• Task list
**a)** From the grief essay, list the things besides Vic to which the narrator also offered flowers because they had died in her.
**b)** In the grief essay, what did the article the narrator read soon after Vic died advise?
**c)** Please copy the part of the grief essay that opens with the words containing "How to Remember" and closes with "wrong with that?".

How to Remember the Sorrow We Can’t Forget

Vic's cairn

Vic’s cairn

“I don’t come to Vic’s cairn so often now,” I said to my friend. She and I had walked my favorite forest trails before taking a side trail to the stone memorial where my husband’s ashes are buried.

“Soon after he died, I read an article that advised, ‘Give your flowers to the living, not the dead.’  I couldn’t do it. I had to take flowers to Vic.”

I also offered flowers to what had died in me. My marriage. My sense of safety. My plans.

“Will I keep taking flowers there forever?” I asked myself that first year. I didn’t know, but saw no reason to stop a small ritual that soothed my bruised heart. I’d grown a garden full of flowers. I could do what I wanted with them. I wanted to offer them to Vic and to our love. What was wrong with that?

King's Cemetery, Ithaca, NY

King’s Cemetery, Ithaca, NY

Recently, a reader said she was worried about her mother. Her dad had died a few months earlier and Mom wanted to visit her husband’s grave every day. The family feared it was excessive. Maybe she needed to move on and get over it. Maybe she would become stuck in grief. Maybe they should insist she stop.

“Don’t stop her,” I told the daughter. “It’s only been a few months. Your mom created a ritual to help with unbearable grief. Something in her knows how to get through this. She won’t go to his grave forever, but she needs to go now. Support her. Don’t criticize.”

I trusted the instincts of a widow I’d never met because, when I was newly widowed, I trusted myself.

• Dataset content
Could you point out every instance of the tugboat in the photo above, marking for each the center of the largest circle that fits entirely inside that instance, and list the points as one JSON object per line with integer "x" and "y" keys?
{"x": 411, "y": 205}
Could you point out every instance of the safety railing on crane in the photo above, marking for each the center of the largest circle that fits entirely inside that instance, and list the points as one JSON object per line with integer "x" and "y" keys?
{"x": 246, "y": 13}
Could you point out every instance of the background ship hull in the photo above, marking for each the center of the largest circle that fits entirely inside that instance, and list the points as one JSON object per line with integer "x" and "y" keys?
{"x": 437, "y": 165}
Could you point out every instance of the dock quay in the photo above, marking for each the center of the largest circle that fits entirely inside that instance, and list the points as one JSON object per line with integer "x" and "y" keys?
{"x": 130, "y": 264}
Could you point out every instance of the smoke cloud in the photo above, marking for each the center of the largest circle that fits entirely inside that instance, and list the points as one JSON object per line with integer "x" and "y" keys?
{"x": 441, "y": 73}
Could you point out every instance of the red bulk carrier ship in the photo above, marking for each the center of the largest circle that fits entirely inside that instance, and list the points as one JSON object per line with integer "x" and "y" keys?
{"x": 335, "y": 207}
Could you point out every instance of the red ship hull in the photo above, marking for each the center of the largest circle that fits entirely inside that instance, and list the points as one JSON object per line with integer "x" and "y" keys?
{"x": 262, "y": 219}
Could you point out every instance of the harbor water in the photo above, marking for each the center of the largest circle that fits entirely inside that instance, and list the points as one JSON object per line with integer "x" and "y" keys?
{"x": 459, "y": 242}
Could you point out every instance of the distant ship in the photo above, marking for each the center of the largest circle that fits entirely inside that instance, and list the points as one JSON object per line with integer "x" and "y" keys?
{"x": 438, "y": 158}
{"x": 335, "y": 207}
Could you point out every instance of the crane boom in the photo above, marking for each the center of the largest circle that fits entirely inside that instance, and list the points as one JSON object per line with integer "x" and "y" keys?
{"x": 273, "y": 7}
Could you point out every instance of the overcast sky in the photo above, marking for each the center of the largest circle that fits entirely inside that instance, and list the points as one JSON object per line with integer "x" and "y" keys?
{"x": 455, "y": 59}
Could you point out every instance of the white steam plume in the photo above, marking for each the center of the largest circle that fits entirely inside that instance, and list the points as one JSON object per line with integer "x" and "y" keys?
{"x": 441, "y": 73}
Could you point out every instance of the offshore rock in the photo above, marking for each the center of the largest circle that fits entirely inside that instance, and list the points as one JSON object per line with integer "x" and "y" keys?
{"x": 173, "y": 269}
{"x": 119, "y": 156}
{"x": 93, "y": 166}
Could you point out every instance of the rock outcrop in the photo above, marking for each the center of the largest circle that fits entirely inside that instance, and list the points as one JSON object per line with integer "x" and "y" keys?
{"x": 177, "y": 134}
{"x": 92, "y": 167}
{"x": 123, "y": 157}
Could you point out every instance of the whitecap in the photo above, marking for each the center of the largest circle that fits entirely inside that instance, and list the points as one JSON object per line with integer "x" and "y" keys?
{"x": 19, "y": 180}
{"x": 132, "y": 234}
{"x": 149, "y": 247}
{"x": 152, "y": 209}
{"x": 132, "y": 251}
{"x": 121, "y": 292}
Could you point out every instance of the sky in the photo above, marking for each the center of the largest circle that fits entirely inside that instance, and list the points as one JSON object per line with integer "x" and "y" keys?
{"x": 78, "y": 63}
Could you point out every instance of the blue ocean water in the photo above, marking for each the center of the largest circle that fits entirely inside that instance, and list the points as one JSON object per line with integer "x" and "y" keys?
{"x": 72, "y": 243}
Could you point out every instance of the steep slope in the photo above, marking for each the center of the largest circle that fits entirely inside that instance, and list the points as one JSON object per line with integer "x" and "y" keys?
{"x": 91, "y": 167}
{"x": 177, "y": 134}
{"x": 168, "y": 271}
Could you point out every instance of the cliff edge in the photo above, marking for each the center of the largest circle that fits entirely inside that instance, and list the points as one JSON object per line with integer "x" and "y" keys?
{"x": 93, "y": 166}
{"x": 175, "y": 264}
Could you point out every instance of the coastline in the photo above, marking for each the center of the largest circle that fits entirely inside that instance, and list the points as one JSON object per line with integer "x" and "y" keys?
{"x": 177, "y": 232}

• Task-by-task answers
**a)** Her marriage, her sense of safety, her plans

**b)** "Give your flowers to the living, not the dead."

**c)**
How to Remember the Sorrow We Can’t Forget

Vic's cairn

Vic’s cairn

“I don’t come to Vic’s cairn so often now,” I said to my friend. She and I had walked my favorite forest trails before taking a side trail to the stone memorial where my husband’s ashes are buried.

“Soon after he died, I read an article that advised, ‘Give your flowers to the living, not the dead.’  I couldn’t do it. I had to take flowers to Vic.”

I also offered flowers to what had died in me. My marriage. My sense of safety. My plans.

“Will I keep taking flowers there forever?” I asked myself that first year. I didn’t know, but saw no reason to stop a small ritual that soothed my bruised heart. I’d grown a garden full of flowers. I could do what I wanted with them. I wanted to offer them to Vic and to our love. What was wrong with that?